_WHAT YOU SHOULD DO_.
Emit the entire listing verbatim.

═══

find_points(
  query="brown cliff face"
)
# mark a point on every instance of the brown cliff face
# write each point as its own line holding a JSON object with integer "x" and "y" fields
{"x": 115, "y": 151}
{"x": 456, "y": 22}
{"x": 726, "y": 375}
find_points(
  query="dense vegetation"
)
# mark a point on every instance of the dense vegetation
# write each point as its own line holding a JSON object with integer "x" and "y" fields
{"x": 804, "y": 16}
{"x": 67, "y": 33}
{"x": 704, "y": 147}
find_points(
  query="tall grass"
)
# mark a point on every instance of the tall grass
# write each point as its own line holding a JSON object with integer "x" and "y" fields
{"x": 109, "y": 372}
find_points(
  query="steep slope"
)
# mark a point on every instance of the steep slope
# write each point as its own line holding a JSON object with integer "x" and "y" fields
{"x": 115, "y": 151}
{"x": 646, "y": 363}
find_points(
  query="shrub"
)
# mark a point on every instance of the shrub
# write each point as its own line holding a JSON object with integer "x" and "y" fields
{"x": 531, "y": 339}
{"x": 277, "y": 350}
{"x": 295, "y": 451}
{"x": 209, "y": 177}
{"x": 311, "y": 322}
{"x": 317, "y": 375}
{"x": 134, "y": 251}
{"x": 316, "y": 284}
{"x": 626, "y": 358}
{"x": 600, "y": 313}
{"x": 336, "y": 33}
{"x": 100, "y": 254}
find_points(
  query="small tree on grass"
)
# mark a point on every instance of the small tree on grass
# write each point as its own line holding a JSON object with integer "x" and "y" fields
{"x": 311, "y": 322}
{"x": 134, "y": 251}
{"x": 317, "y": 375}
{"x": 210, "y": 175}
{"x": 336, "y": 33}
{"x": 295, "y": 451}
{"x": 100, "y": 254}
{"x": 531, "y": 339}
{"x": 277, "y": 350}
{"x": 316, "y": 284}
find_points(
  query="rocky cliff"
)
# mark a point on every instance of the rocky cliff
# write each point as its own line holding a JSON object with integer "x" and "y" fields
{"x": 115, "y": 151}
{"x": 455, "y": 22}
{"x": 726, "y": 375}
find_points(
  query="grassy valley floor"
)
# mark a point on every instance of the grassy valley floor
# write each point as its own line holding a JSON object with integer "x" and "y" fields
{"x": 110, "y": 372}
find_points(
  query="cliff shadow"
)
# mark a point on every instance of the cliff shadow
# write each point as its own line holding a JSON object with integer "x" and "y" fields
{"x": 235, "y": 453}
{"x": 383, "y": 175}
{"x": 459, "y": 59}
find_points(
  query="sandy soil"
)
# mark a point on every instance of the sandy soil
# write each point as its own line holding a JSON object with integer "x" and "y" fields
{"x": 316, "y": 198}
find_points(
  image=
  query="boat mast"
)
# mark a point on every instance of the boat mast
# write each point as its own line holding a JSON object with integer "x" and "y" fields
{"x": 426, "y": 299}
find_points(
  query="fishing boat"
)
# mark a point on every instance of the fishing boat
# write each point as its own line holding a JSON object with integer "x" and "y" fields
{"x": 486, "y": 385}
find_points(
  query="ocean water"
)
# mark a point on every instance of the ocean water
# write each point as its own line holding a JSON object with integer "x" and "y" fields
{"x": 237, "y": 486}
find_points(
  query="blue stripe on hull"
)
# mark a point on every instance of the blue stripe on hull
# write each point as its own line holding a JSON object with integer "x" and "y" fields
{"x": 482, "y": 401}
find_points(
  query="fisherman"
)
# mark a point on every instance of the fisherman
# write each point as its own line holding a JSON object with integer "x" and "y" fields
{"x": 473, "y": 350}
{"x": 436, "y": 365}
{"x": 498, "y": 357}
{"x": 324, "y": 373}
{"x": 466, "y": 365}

═══

_EXERCISE RESPONSE_.
find_points(
  query="brown cliff face"
)
# mark a point on every instance of the brown cliff face
# write each point as its own line holding a JSON object with integer "x" and "y" fields
{"x": 115, "y": 151}
{"x": 456, "y": 22}
{"x": 726, "y": 375}
find_points(
  query="dense vegetation"
)
# mark a point on every instance of the dense vegetation
# write each point as its own line holding a JSON object with integer "x" and "y" fields
{"x": 804, "y": 16}
{"x": 67, "y": 33}
{"x": 704, "y": 147}
find_points(
  query="tall grass"
)
# mark a point on every instance of the tall grass
# write each point as its own line holding a JSON object with integer "x" and "y" fields
{"x": 109, "y": 372}
find_points(
  query="steep slope"
)
# mark a point on every instance of the steep slope
# write each point as its own line holding a JSON object with integer "x" and "y" fields
{"x": 115, "y": 151}
{"x": 646, "y": 363}
find_points(
  query="shrub"
)
# mark a point on every instance of the shrub
# write each point as its own line holding a JSON object with integer "x" and "y" fields
{"x": 531, "y": 339}
{"x": 277, "y": 350}
{"x": 295, "y": 451}
{"x": 209, "y": 177}
{"x": 311, "y": 322}
{"x": 317, "y": 375}
{"x": 134, "y": 251}
{"x": 316, "y": 284}
{"x": 626, "y": 358}
{"x": 600, "y": 313}
{"x": 336, "y": 33}
{"x": 100, "y": 254}
find_points(
  query="small tree on grass"
)
# mark a point on every instance of the small tree on grass
# write each point as its own line holding a JSON object with integer "x" and "y" fields
{"x": 311, "y": 322}
{"x": 134, "y": 251}
{"x": 317, "y": 375}
{"x": 210, "y": 175}
{"x": 336, "y": 33}
{"x": 295, "y": 451}
{"x": 100, "y": 254}
{"x": 531, "y": 339}
{"x": 277, "y": 350}
{"x": 316, "y": 284}
find_points(
  query="rocky cliff"
)
# mark a point on every instance of the rocky cliff
# write each point as its own line holding a JSON object with integer "x" and "y" fields
{"x": 115, "y": 151}
{"x": 455, "y": 22}
{"x": 726, "y": 375}
find_points(
  query="grassy valley floor"
)
# mark a point on every instance of the grassy valley floor
# write each point as its own line holding a JSON object with integer "x" and "y" fields
{"x": 110, "y": 372}
find_points(
  query="cliff shadow"
)
# mark a point on every instance of the cliff shadow
# write each point as its own line holding a JSON object with integer "x" and "y" fields
{"x": 235, "y": 453}
{"x": 383, "y": 175}
{"x": 459, "y": 59}
find_points(
  query="sandy soil"
)
# mark a point on every instance of the sandy soil
# write each point as its own line holding a JSON object with integer "x" and "y" fields
{"x": 316, "y": 198}
find_points(
  image=
  query="boat mast"
)
# mark a point on every instance of the boat mast
# write each point as its own line holding a JSON object with integer "x" and "y" fields
{"x": 426, "y": 299}
find_points(
  query="fishing boat"
)
# mark a point on every instance of the fishing boat
# write each point as its own line holding a JSON object with integer "x" and "y" fields
{"x": 486, "y": 385}
find_points(
  query="ocean water"
)
# mark a point on every instance of the ocean water
# write each point as its own line holding a JSON object with integer "x" and "y" fields
{"x": 237, "y": 486}
find_points(
  query="blue stripe on hull"
)
# mark a point on every instance of the blue stripe on hull
# write each point as its own line holding a JSON object with integer "x" and "y" fields
{"x": 482, "y": 401}
find_points(
  query="fisherman"
)
# mark a point on every instance of the fisherman
# write each point as its own line holding a JSON object with integer "x" and "y" fields
{"x": 473, "y": 350}
{"x": 436, "y": 365}
{"x": 498, "y": 357}
{"x": 324, "y": 373}
{"x": 466, "y": 365}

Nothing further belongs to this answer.